Word for word, and with pictures excluded, copy out all the records that follow.

[Natural language region descriptions]

************

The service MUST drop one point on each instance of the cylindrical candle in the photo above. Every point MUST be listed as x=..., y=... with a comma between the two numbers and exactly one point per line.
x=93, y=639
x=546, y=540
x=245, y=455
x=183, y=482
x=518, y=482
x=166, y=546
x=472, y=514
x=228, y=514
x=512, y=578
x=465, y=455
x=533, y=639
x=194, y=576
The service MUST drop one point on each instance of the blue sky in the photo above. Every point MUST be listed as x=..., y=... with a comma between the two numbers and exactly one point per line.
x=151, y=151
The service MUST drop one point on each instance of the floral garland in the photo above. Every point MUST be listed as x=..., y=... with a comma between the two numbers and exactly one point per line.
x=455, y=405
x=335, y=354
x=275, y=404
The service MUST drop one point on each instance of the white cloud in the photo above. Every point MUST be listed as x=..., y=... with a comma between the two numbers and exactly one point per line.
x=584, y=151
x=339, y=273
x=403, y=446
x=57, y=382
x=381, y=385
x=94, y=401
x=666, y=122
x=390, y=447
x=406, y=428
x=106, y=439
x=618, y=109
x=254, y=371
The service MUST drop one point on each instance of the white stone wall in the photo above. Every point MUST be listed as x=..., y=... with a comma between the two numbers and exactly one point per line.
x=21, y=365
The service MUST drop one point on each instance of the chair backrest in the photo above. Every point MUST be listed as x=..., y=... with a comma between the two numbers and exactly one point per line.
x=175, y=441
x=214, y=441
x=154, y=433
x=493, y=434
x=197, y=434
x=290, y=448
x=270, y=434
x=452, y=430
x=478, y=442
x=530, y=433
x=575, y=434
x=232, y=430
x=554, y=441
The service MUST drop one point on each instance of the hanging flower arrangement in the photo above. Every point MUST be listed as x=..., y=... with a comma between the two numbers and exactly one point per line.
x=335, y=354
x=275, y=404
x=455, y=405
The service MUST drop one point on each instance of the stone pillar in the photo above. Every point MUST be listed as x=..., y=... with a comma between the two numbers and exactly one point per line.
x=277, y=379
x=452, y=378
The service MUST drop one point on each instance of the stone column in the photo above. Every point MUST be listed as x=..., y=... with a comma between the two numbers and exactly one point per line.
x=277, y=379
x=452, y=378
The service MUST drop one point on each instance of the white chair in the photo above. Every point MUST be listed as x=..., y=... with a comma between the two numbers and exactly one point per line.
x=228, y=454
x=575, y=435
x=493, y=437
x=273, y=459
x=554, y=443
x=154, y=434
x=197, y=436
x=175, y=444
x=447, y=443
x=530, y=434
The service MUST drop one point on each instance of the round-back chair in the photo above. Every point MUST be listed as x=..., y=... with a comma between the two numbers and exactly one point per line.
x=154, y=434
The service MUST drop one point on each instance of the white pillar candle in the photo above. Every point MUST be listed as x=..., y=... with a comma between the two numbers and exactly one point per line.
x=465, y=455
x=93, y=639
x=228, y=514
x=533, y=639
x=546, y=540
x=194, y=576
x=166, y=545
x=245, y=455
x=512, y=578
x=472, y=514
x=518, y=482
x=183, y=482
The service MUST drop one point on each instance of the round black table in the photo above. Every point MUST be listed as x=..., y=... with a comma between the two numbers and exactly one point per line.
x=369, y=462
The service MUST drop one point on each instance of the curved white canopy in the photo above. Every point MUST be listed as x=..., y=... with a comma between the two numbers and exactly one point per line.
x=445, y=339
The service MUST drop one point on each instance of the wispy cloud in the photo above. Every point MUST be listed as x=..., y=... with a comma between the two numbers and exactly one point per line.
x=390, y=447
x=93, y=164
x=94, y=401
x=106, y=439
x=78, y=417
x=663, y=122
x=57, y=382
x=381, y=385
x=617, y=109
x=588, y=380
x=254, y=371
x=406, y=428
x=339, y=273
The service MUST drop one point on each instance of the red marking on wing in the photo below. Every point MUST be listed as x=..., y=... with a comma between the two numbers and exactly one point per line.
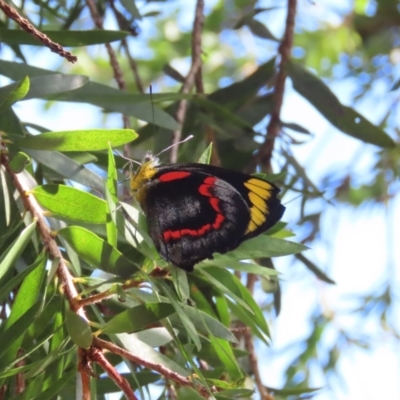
x=204, y=190
x=173, y=176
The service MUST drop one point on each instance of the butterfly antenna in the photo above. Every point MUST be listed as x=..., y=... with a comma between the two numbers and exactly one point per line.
x=175, y=144
x=129, y=160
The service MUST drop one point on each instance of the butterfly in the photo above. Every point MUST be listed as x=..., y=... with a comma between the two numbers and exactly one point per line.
x=194, y=210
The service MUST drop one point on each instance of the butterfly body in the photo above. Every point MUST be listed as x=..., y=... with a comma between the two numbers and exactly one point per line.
x=194, y=210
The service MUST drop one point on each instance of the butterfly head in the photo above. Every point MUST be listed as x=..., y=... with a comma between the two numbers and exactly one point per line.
x=143, y=175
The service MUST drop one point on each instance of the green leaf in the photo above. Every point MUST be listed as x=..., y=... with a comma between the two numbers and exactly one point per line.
x=54, y=84
x=68, y=168
x=266, y=246
x=10, y=94
x=181, y=284
x=139, y=317
x=154, y=337
x=14, y=332
x=187, y=393
x=10, y=285
x=68, y=202
x=206, y=324
x=226, y=356
x=186, y=322
x=344, y=118
x=229, y=261
x=112, y=199
x=232, y=286
x=16, y=248
x=138, y=106
x=205, y=157
x=97, y=252
x=145, y=352
x=68, y=38
x=131, y=8
x=27, y=297
x=79, y=330
x=106, y=385
x=313, y=268
x=52, y=391
x=221, y=285
x=19, y=162
x=86, y=140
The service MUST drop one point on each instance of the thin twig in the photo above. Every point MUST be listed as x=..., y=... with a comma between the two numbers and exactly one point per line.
x=264, y=155
x=28, y=27
x=33, y=207
x=97, y=356
x=133, y=65
x=190, y=78
x=249, y=344
x=167, y=373
x=118, y=74
x=85, y=375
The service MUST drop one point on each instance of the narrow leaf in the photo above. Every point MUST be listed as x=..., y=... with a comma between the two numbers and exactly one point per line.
x=97, y=252
x=12, y=93
x=16, y=249
x=85, y=140
x=68, y=202
x=139, y=317
x=78, y=329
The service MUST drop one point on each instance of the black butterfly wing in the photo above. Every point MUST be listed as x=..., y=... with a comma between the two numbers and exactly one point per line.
x=192, y=214
x=259, y=195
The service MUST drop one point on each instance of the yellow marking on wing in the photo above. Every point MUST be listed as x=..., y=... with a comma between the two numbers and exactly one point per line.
x=259, y=193
x=252, y=227
x=140, y=178
x=258, y=202
x=257, y=216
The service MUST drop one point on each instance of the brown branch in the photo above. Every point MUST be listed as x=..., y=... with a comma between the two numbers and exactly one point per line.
x=167, y=373
x=85, y=375
x=96, y=355
x=249, y=344
x=98, y=21
x=50, y=244
x=264, y=155
x=190, y=78
x=118, y=74
x=133, y=65
x=28, y=27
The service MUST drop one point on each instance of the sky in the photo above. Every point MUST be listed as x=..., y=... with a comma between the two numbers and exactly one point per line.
x=358, y=243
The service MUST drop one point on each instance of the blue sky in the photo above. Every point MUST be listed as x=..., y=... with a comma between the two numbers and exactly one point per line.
x=357, y=244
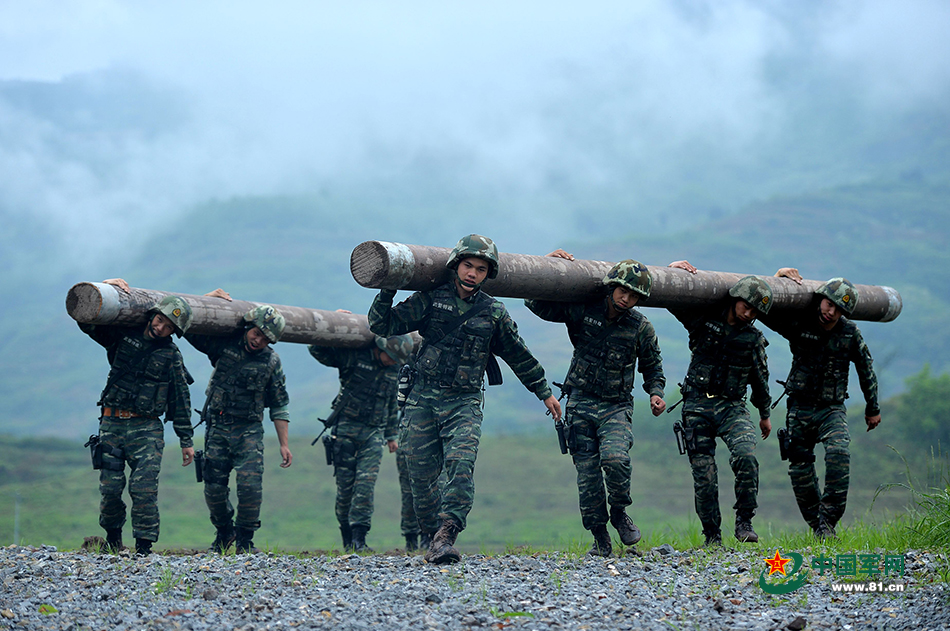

************

### ANSWER SECTION
The service MUST drop one point on each instance of the cylindrical candle in the photo above. Every point MUST be listed as x=..., y=... with a comma between the two numbers and exactly one point per line.
x=93, y=639
x=546, y=540
x=245, y=455
x=183, y=482
x=518, y=482
x=166, y=546
x=472, y=514
x=228, y=514
x=512, y=578
x=465, y=455
x=533, y=639
x=194, y=576
The service MUST drop one point on each instance of the blue sky in the photo above. Every point MUST be listed as x=..., y=... with a comma between the two numbers and exactly one point per line.
x=151, y=151
The service MUST drop one point on each instance of the floral garland in the photo above. Every point MUST be listed as x=..., y=... with a comma between the two numbers and exactly one point per line.
x=455, y=405
x=335, y=354
x=275, y=404
The service MUST drop one point on each instance of the white cloud in the photo above. Every point MUST be listed as x=..., y=... with a comma between the two numbers and exactly one point per line.
x=584, y=151
x=339, y=273
x=403, y=446
x=57, y=382
x=381, y=385
x=94, y=401
x=666, y=122
x=390, y=447
x=406, y=428
x=106, y=439
x=618, y=109
x=254, y=371
The service MUST drop one point on each instance of the white stone wall in the photo above. Every point MUST be listed as x=..., y=... with a comma between the two numbers and exactly one point per line.
x=21, y=365
The service MUST drop one point on each instance of the chair backrest in the photo above. Every point MUST be listed as x=..., y=... with a comma between the two numbers and exactly one point per line.
x=175, y=441
x=214, y=441
x=154, y=433
x=493, y=434
x=197, y=434
x=290, y=448
x=270, y=434
x=452, y=430
x=478, y=442
x=530, y=433
x=575, y=434
x=232, y=430
x=554, y=441
The service MUST drop one point on each instance of the hanging flower arrangement in the photo above. Every point MUST be listed as x=..., y=... with a comma between the two numbers and exactly one point per line.
x=335, y=354
x=275, y=404
x=455, y=405
The service MUST drop one point on each instance of the stone pillar in the photo above. Every point MUST be listed as x=..., y=... with a comma between the two numbers and exactly one point per line.
x=277, y=379
x=452, y=378
The service MUST drop one point on each instance of the stone column in the photo above. Every point MUST be listed as x=..., y=... with a comma between the two numbers and exactly one point per line.
x=277, y=379
x=452, y=378
The service MUST drop one point on each instance of the white chair in the photo above. Every point MUST be listed as x=..., y=... with a comma between the two numbers and exactly one point per line.
x=228, y=454
x=575, y=435
x=493, y=437
x=273, y=459
x=554, y=443
x=154, y=434
x=197, y=436
x=175, y=444
x=447, y=443
x=530, y=434
The service MUST drop one point on each instance of the round-back chair in the photo above. Every point MUST be listed as x=..., y=... with a comma between the two numbers and exactly one point per line.
x=154, y=434
The service MUST drop one point on each instance of the white pillar candle in the photo above. Every point MUST be listed as x=..., y=... with a comma between the two numbers and exactly one point per line.
x=465, y=455
x=93, y=639
x=228, y=514
x=533, y=639
x=546, y=540
x=194, y=576
x=166, y=545
x=245, y=455
x=512, y=578
x=472, y=514
x=518, y=482
x=183, y=482
The service MUST drop one point on each instance of the round black table in the photo above. Every point MUST be listed as x=..., y=... with a comma between the two numbers and exactly one point per line.
x=369, y=462
The service MUST drop one point on each instance of the curved white canopy in the photo above. Every point MUST be listed as x=..., y=... with a comma between the two numbers and exactly one point per line.
x=445, y=339
The service MUST drop one point on each instance of the wispy cloud in the photo above. Every point MUST be listed as x=..., y=... with a comma between the two numbers and exactly one point per line.
x=390, y=447
x=93, y=164
x=94, y=401
x=106, y=439
x=78, y=417
x=663, y=122
x=57, y=382
x=381, y=385
x=617, y=109
x=588, y=380
x=254, y=371
x=406, y=428
x=339, y=273
The service MUST drop one point on each instance of the red marking on wing in the photo below. Every point MUST be listed as x=..., y=... with a comma between the two numbers and exactly one point per line.
x=204, y=190
x=173, y=176
The service MUST drop one point on each instance of the butterfly antenna in the photo above. Every point MUST be listed as x=..., y=... with a comma between the two numbers and exactly one point per line.
x=175, y=144
x=129, y=160
The service MUST drop one point on each instance of the butterfly in the photo above. Every point MUST be listed as x=..., y=... with a comma between the two numbers and exactly one point per line.
x=194, y=210
The service MUST drop one point on each instance of the butterfly body in the photo above. Every point MUST be listed as x=..., y=... with a comma between the two numbers and exactly one point per line.
x=194, y=210
The service MUST drop one point on each instance of the butterfly head in the photo above. Every point MUST be listed as x=..., y=... with a comma between the two numbers and exactly one point per line.
x=143, y=175
The service MUST drop one point on each instance of the green leaf in the photo above. Every point MUST be listed as x=..., y=... with a comma between the two numbers and exactly one point per line.
x=54, y=84
x=68, y=168
x=266, y=246
x=10, y=94
x=181, y=284
x=139, y=317
x=154, y=337
x=14, y=332
x=187, y=393
x=10, y=285
x=68, y=202
x=206, y=324
x=226, y=356
x=186, y=322
x=344, y=118
x=229, y=261
x=112, y=199
x=232, y=286
x=16, y=248
x=138, y=106
x=205, y=157
x=97, y=252
x=145, y=352
x=68, y=38
x=131, y=8
x=27, y=297
x=79, y=330
x=106, y=385
x=313, y=268
x=52, y=391
x=221, y=285
x=19, y=162
x=86, y=140
The service MUST drop one point on each instance of the thin twig in the photo above. Every point MUST be listed as x=..., y=... with a comma between the two numbers and exactly one point per line.
x=264, y=155
x=28, y=27
x=33, y=207
x=97, y=356
x=133, y=65
x=190, y=78
x=249, y=344
x=167, y=373
x=118, y=74
x=85, y=375
The service MUST drop one point on each instance of the narrow leaf in the photo above. Every point MUST be listed as x=..., y=... with a comma between the two numbers and exactly one point per line.
x=97, y=252
x=12, y=93
x=16, y=249
x=85, y=140
x=68, y=202
x=139, y=317
x=78, y=329
The service MUST drop one point on each instance of the black butterfly wing in the photo above. Every point MUST be listed as x=..., y=... with a comma between the two numbers and exactly one point per line.
x=192, y=214
x=259, y=195
The service MUST drop one point on each instance of the yellow marking on wing in the photo above. Every point MUST be listed as x=..., y=... with a comma between the two numbers and exactly one point per line.
x=259, y=193
x=252, y=227
x=140, y=178
x=258, y=202
x=257, y=216
The service MUST drop one point on each instance of the brown branch in the photo above. Every point MUST be listed as x=..., y=... with a comma between the two numbers and exactly one point per line.
x=167, y=373
x=85, y=375
x=96, y=355
x=249, y=344
x=98, y=21
x=50, y=244
x=264, y=155
x=190, y=78
x=118, y=74
x=133, y=65
x=28, y=27
The service MUST drop one point on each instance of the sky in the photo above. Every point MUST be listed as x=..., y=... with a comma between the two numbers and exactly one point per line.
x=358, y=243
The service MUST drop one point on each instance of the blue sky in the photo above. Every point MUST be listed as x=..., y=... with a comma between the two numbers and exactly one point per line.
x=357, y=244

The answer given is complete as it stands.